### Exercise prompt
Format the rows below, from the line containing "Find white table." up to and including the line containing "left=91, top=43, right=242, bottom=278", as a Markdown table with the columns Number and Text, leaving out any blank lines.

### Dataset rows
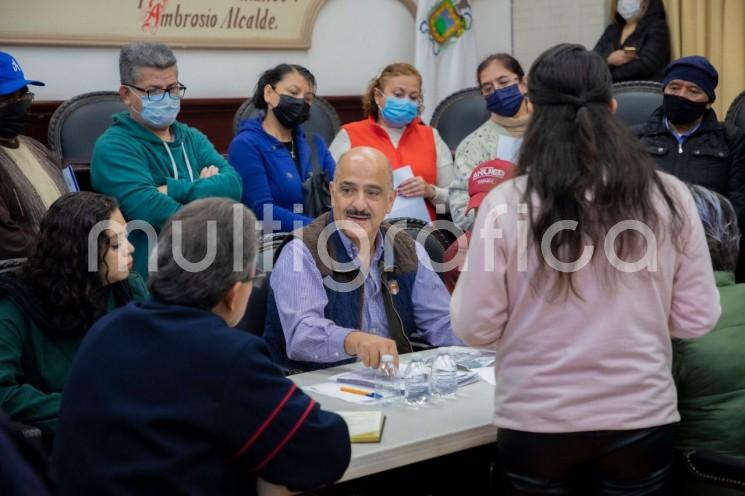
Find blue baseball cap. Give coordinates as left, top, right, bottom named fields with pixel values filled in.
left=0, top=52, right=44, bottom=95
left=662, top=55, right=719, bottom=102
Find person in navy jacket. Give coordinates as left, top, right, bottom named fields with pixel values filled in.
left=228, top=64, right=334, bottom=232
left=52, top=198, right=351, bottom=496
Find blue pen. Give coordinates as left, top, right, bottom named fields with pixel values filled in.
left=340, top=386, right=383, bottom=400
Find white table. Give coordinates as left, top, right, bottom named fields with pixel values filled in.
left=290, top=350, right=497, bottom=482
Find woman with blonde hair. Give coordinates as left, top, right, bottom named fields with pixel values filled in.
left=329, top=63, right=453, bottom=220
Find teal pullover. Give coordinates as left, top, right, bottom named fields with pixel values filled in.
left=91, top=112, right=242, bottom=279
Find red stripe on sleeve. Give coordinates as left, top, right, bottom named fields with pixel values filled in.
left=233, top=383, right=297, bottom=458
left=254, top=400, right=316, bottom=471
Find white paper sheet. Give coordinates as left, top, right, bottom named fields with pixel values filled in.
left=304, top=382, right=378, bottom=405
left=385, top=165, right=432, bottom=222
left=497, top=136, right=523, bottom=164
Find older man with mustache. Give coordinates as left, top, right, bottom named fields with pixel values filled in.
left=264, top=147, right=461, bottom=370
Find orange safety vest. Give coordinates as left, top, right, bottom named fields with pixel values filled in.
left=342, top=116, right=437, bottom=220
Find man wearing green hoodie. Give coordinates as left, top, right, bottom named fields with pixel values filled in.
left=91, top=43, right=242, bottom=278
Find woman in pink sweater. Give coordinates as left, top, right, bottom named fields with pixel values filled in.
left=451, top=45, right=720, bottom=495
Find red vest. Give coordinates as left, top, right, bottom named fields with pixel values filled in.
left=343, top=116, right=437, bottom=220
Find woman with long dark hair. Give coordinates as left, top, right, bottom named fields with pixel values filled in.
left=448, top=53, right=530, bottom=231
left=228, top=64, right=334, bottom=232
left=451, top=45, right=720, bottom=495
left=594, top=0, right=670, bottom=82
left=0, top=192, right=147, bottom=435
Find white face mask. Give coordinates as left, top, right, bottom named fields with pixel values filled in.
left=616, top=0, right=642, bottom=21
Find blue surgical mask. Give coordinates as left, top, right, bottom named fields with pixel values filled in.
left=486, top=84, right=525, bottom=117
left=140, top=95, right=181, bottom=129
left=380, top=96, right=419, bottom=127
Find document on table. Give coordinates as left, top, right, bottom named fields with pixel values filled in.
left=497, top=136, right=523, bottom=164
left=385, top=165, right=430, bottom=222
left=335, top=410, right=385, bottom=443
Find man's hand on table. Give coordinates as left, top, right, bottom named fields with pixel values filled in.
left=344, top=331, right=398, bottom=369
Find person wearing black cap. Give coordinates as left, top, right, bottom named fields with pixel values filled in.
left=0, top=52, right=67, bottom=260
left=640, top=56, right=745, bottom=225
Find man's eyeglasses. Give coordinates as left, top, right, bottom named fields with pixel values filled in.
left=481, top=77, right=520, bottom=95
left=0, top=91, right=35, bottom=109
left=243, top=270, right=267, bottom=285
left=125, top=83, right=186, bottom=102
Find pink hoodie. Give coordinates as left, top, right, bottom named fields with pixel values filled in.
left=450, top=173, right=720, bottom=433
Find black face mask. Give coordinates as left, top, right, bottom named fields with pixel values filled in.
left=272, top=95, right=310, bottom=129
left=662, top=94, right=708, bottom=126
left=0, top=101, right=31, bottom=139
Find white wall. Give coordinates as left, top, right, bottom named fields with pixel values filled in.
left=0, top=0, right=512, bottom=100
left=513, top=0, right=608, bottom=72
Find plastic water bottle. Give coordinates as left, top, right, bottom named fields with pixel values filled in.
left=404, top=359, right=429, bottom=406
left=375, top=355, right=401, bottom=405
left=431, top=348, right=458, bottom=398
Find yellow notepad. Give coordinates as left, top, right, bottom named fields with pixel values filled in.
left=336, top=410, right=385, bottom=443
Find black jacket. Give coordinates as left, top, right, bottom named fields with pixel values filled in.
left=594, top=0, right=670, bottom=82
left=640, top=107, right=745, bottom=218
left=52, top=299, right=351, bottom=496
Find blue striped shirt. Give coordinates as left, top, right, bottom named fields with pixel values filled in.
left=270, top=231, right=462, bottom=363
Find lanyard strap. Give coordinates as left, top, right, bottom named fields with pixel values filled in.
left=162, top=141, right=194, bottom=182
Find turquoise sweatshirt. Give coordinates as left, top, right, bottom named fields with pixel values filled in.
left=91, top=112, right=242, bottom=279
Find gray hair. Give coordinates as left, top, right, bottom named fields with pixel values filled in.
left=119, top=42, right=176, bottom=85
left=689, top=185, right=740, bottom=272
left=148, top=198, right=258, bottom=310
left=334, top=146, right=394, bottom=191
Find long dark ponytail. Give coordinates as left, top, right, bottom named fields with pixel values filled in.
left=518, top=44, right=683, bottom=297
left=20, top=191, right=132, bottom=337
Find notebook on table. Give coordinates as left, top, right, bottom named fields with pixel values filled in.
left=336, top=410, right=385, bottom=443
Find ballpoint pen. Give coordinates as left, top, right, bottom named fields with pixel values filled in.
left=339, top=386, right=383, bottom=399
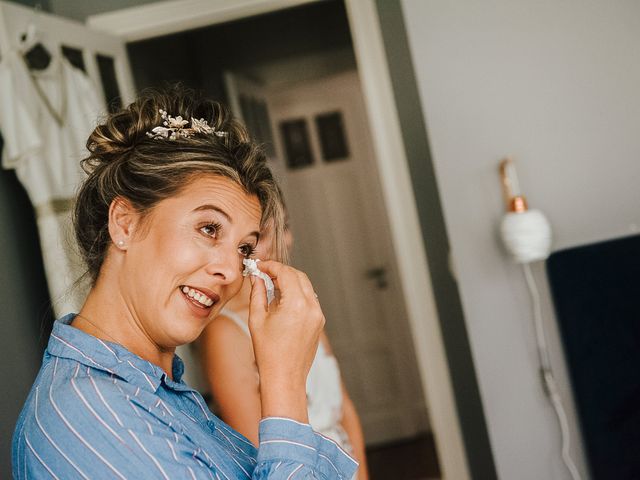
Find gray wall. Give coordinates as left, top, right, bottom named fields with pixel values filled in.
left=401, top=0, right=640, bottom=480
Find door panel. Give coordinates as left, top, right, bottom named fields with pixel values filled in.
left=227, top=72, right=429, bottom=444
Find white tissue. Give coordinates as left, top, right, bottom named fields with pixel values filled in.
left=242, top=258, right=275, bottom=304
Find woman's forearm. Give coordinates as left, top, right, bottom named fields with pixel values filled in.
left=342, top=388, right=369, bottom=480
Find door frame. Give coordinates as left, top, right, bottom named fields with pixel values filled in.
left=87, top=0, right=470, bottom=480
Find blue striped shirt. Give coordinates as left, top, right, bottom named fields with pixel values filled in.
left=12, top=314, right=357, bottom=480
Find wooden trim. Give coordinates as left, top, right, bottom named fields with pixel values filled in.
left=87, top=0, right=317, bottom=42
left=88, top=0, right=470, bottom=480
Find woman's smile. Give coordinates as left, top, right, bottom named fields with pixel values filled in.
left=179, top=285, right=220, bottom=316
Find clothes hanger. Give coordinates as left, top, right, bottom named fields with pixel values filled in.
left=18, top=3, right=67, bottom=126
left=18, top=3, right=52, bottom=71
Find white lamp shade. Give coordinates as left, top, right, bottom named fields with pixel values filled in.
left=500, top=210, right=551, bottom=263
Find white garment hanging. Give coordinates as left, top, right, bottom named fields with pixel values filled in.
left=220, top=308, right=353, bottom=454
left=0, top=51, right=105, bottom=317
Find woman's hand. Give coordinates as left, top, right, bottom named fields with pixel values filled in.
left=249, top=261, right=324, bottom=423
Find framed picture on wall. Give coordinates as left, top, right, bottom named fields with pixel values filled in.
left=316, top=111, right=349, bottom=162
left=280, top=118, right=313, bottom=169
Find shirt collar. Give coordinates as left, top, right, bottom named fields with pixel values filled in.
left=47, top=313, right=191, bottom=393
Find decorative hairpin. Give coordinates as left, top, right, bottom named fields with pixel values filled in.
left=147, top=109, right=228, bottom=140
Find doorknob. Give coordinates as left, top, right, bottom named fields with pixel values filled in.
left=365, top=266, right=389, bottom=290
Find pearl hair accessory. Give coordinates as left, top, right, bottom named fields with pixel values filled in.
left=147, top=109, right=228, bottom=140
left=242, top=258, right=275, bottom=304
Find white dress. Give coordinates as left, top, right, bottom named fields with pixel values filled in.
left=0, top=48, right=105, bottom=317
left=220, top=309, right=353, bottom=454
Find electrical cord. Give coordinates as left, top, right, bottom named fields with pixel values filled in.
left=522, top=263, right=582, bottom=480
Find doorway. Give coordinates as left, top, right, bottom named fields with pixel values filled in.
left=129, top=1, right=430, bottom=446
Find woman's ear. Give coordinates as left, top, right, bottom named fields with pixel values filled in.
left=109, top=197, right=139, bottom=250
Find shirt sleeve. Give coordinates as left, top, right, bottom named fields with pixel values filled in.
left=252, top=417, right=358, bottom=480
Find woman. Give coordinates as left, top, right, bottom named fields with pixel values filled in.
left=13, top=90, right=357, bottom=479
left=198, top=225, right=369, bottom=480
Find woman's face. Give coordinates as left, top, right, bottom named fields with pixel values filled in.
left=120, top=176, right=261, bottom=348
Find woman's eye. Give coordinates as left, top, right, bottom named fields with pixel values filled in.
left=238, top=245, right=256, bottom=258
left=200, top=223, right=220, bottom=238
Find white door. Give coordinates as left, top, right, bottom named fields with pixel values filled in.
left=0, top=1, right=135, bottom=107
left=227, top=72, right=429, bottom=444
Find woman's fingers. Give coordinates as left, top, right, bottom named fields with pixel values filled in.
left=249, top=275, right=269, bottom=313
left=258, top=260, right=316, bottom=306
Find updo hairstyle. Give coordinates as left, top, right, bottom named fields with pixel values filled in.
left=74, top=86, right=287, bottom=283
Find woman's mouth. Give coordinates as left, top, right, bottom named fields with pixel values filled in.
left=180, top=285, right=220, bottom=309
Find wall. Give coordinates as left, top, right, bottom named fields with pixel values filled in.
left=0, top=156, right=53, bottom=478
left=401, top=0, right=640, bottom=480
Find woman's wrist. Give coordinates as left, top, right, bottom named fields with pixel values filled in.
left=260, top=379, right=309, bottom=423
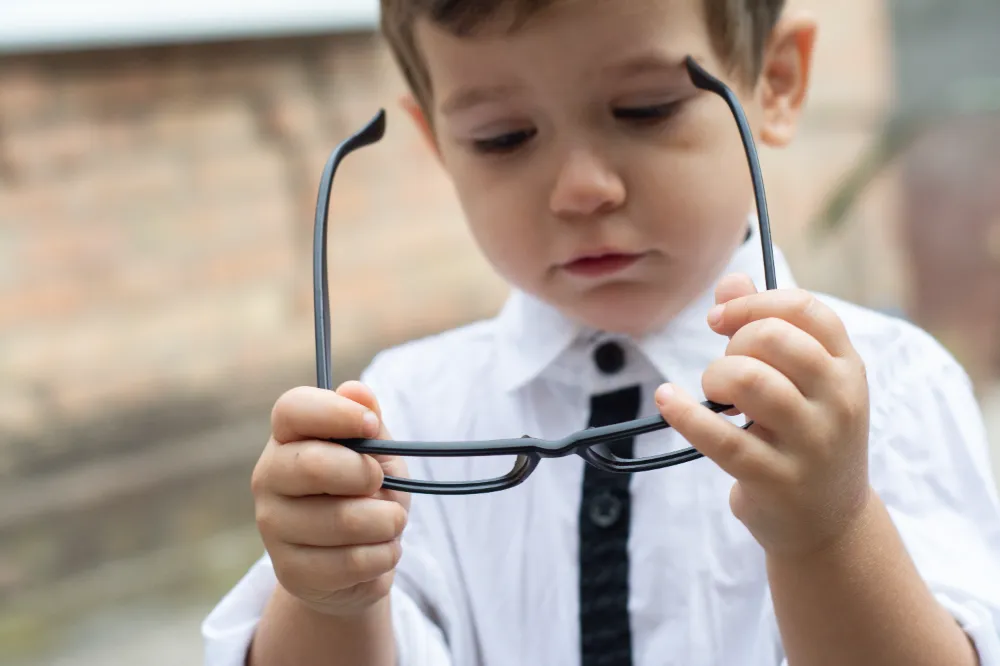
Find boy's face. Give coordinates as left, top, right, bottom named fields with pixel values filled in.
left=417, top=0, right=812, bottom=336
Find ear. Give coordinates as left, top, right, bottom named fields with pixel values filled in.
left=399, top=94, right=441, bottom=157
left=758, top=13, right=816, bottom=147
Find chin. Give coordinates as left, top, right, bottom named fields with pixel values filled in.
left=561, top=290, right=676, bottom=339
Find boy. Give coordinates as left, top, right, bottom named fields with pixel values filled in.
left=204, top=0, right=1000, bottom=666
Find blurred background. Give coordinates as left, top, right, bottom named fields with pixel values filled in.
left=0, top=0, right=1000, bottom=666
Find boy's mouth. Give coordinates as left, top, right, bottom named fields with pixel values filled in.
left=562, top=252, right=645, bottom=277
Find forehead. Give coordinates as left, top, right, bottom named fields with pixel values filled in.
left=415, top=0, right=712, bottom=107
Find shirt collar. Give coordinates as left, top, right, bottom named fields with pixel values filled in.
left=495, top=217, right=795, bottom=391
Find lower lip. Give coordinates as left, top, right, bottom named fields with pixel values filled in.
left=563, top=254, right=642, bottom=277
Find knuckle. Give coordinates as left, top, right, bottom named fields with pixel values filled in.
left=334, top=502, right=368, bottom=540
left=295, top=444, right=328, bottom=487
left=250, top=454, right=270, bottom=497
left=717, top=431, right=743, bottom=465
left=365, top=576, right=392, bottom=601
left=735, top=363, right=765, bottom=394
left=392, top=503, right=409, bottom=537
left=756, top=317, right=788, bottom=351
left=343, top=546, right=373, bottom=582
left=271, top=552, right=309, bottom=591
left=254, top=502, right=281, bottom=535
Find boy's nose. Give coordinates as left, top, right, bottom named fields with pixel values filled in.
left=549, top=150, right=626, bottom=219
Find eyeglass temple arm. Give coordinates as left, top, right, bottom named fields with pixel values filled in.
left=313, top=110, right=385, bottom=390
left=684, top=56, right=778, bottom=289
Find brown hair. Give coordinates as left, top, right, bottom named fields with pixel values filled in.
left=381, top=0, right=785, bottom=109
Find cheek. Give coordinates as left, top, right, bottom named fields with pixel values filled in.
left=453, top=166, right=548, bottom=280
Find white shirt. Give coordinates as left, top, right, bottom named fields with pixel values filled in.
left=203, top=226, right=1000, bottom=666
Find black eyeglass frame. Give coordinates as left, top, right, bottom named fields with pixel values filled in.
left=313, top=56, right=777, bottom=495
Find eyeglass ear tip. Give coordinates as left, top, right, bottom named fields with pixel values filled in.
left=361, top=109, right=386, bottom=143
left=684, top=55, right=717, bottom=90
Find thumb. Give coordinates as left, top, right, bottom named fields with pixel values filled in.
left=337, top=381, right=392, bottom=439
left=337, top=381, right=410, bottom=498
left=708, top=273, right=757, bottom=331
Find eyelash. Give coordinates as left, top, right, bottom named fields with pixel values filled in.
left=472, top=102, right=680, bottom=155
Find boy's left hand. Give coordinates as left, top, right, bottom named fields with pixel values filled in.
left=656, top=276, right=871, bottom=556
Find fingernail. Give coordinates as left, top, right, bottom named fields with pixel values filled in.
left=656, top=384, right=675, bottom=407
left=361, top=412, right=379, bottom=439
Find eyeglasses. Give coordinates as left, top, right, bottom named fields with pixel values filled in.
left=313, top=56, right=777, bottom=495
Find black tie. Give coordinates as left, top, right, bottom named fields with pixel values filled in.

### Worked solution
| Number | Text |
|---|---|
| 1 | Find white table. Give coordinates as left, top, right, bottom named fields with pixel values filled in. |
| 2 | left=290, top=350, right=497, bottom=482 |
| 3 | Find woman with blonde hair. Give coordinates as left, top, right, bottom named fields with pixel values filled in. |
| 4 | left=329, top=63, right=453, bottom=220 |
| 5 | Find teal pullover. Give coordinates as left, top, right, bottom named fields with pixel values filled in. |
| 6 | left=91, top=112, right=242, bottom=279 |
| 7 | Find red stripe on sleeve. Give coordinates as left, top, right, bottom named fields with pixel values filled in. |
| 8 | left=233, top=383, right=297, bottom=458 |
| 9 | left=254, top=400, right=316, bottom=471 |
| 10 | Find white paper sheet. Give coordinates as left, top, right, bottom named fields with pixel values filled in. |
| 11 | left=304, top=382, right=378, bottom=405 |
| 12 | left=385, top=165, right=432, bottom=222 |
| 13 | left=497, top=136, right=523, bottom=164 |
| 14 | Find older man with mustache. Give coordinates as left, top, right, bottom named fields with pixel values filled in. |
| 15 | left=264, top=147, right=461, bottom=370 |
| 16 | Find orange safety vest. Give coordinates as left, top, right, bottom named fields with pixel values filled in. |
| 17 | left=342, top=116, right=437, bottom=220 |
| 18 | Find man wearing green hoodie. Give coordinates as left, top, right, bottom named fields with pixel values filled in. |
| 19 | left=91, top=43, right=242, bottom=278 |